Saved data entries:

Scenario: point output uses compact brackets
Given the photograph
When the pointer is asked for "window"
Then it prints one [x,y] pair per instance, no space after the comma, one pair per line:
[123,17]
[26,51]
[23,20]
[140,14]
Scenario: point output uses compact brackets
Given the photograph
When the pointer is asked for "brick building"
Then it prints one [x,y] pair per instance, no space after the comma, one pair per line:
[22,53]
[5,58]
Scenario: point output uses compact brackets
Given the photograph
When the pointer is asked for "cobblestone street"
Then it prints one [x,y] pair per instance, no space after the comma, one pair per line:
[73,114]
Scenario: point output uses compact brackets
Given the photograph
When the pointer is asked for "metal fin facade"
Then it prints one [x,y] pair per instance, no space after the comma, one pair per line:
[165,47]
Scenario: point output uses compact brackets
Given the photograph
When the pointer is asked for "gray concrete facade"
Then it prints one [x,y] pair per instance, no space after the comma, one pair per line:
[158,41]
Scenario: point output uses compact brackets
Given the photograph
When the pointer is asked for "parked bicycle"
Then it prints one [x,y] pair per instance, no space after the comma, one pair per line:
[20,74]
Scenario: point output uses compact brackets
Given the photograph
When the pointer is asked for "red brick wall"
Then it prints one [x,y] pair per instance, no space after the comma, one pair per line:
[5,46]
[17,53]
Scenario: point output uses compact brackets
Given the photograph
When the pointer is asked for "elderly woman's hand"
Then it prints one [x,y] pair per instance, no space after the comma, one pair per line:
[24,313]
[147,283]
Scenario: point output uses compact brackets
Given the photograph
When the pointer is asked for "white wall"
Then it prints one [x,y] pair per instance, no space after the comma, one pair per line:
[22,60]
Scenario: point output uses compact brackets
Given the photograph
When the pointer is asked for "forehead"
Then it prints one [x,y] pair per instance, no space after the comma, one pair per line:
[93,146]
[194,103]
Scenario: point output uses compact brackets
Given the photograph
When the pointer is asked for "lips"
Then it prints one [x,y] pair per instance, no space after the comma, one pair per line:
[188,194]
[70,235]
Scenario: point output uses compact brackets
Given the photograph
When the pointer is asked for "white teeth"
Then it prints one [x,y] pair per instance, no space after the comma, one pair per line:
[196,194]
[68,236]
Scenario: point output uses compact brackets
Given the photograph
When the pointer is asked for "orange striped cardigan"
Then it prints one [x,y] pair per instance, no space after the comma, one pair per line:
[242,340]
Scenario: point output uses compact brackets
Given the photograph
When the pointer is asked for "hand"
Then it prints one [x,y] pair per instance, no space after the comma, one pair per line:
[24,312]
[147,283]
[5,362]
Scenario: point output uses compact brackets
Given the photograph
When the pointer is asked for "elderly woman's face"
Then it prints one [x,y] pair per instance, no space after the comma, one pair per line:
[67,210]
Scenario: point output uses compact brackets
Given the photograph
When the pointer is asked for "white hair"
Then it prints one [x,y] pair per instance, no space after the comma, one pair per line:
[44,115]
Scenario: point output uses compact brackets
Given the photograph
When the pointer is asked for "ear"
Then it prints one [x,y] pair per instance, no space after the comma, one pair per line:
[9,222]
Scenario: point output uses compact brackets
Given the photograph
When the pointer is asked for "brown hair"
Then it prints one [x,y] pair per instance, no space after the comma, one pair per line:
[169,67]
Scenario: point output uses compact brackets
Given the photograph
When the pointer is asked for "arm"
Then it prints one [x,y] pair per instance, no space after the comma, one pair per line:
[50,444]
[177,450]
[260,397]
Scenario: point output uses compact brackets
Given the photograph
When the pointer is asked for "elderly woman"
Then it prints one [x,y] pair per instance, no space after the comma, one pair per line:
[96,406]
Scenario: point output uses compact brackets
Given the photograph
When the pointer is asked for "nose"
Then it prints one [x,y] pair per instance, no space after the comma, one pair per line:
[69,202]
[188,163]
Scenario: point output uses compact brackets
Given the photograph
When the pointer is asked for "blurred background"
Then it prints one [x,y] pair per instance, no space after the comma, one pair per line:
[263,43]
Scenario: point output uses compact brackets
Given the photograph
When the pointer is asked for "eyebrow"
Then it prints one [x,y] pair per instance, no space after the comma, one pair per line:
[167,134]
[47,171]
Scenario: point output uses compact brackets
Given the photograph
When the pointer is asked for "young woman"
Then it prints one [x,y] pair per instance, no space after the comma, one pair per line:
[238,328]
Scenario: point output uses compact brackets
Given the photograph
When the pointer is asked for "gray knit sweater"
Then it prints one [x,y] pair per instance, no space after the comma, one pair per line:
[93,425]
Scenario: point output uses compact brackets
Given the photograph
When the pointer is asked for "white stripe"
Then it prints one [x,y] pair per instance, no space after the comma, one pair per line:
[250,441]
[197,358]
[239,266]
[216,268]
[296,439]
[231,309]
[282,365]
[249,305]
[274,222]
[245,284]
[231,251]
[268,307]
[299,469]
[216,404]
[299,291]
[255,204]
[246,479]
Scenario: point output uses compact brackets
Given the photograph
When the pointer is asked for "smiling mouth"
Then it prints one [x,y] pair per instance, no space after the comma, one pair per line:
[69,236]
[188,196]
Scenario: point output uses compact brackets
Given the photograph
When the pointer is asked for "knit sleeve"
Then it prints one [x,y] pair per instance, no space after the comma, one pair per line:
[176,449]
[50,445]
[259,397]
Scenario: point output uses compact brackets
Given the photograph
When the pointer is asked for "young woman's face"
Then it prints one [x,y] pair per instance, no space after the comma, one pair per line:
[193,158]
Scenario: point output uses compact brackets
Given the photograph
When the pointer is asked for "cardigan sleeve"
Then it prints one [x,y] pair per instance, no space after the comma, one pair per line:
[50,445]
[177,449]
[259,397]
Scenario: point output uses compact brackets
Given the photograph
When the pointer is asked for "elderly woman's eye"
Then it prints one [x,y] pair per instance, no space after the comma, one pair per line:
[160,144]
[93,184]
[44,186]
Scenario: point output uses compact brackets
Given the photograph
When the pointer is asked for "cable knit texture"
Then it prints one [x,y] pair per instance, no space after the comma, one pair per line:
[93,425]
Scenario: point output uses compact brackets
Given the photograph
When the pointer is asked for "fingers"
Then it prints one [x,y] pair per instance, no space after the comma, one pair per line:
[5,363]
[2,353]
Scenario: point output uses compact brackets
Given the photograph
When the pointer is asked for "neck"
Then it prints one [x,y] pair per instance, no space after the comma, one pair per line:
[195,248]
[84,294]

▶ _AIM OF THE TASK_:
Which lines in the records above contain the word "facade", with case taken into account? List each of them in full.

▶ _RESULT OF THE TASK_:
When the pointer is asked for "metal fin facade"
When the pointer is asked for "gray concrete facade"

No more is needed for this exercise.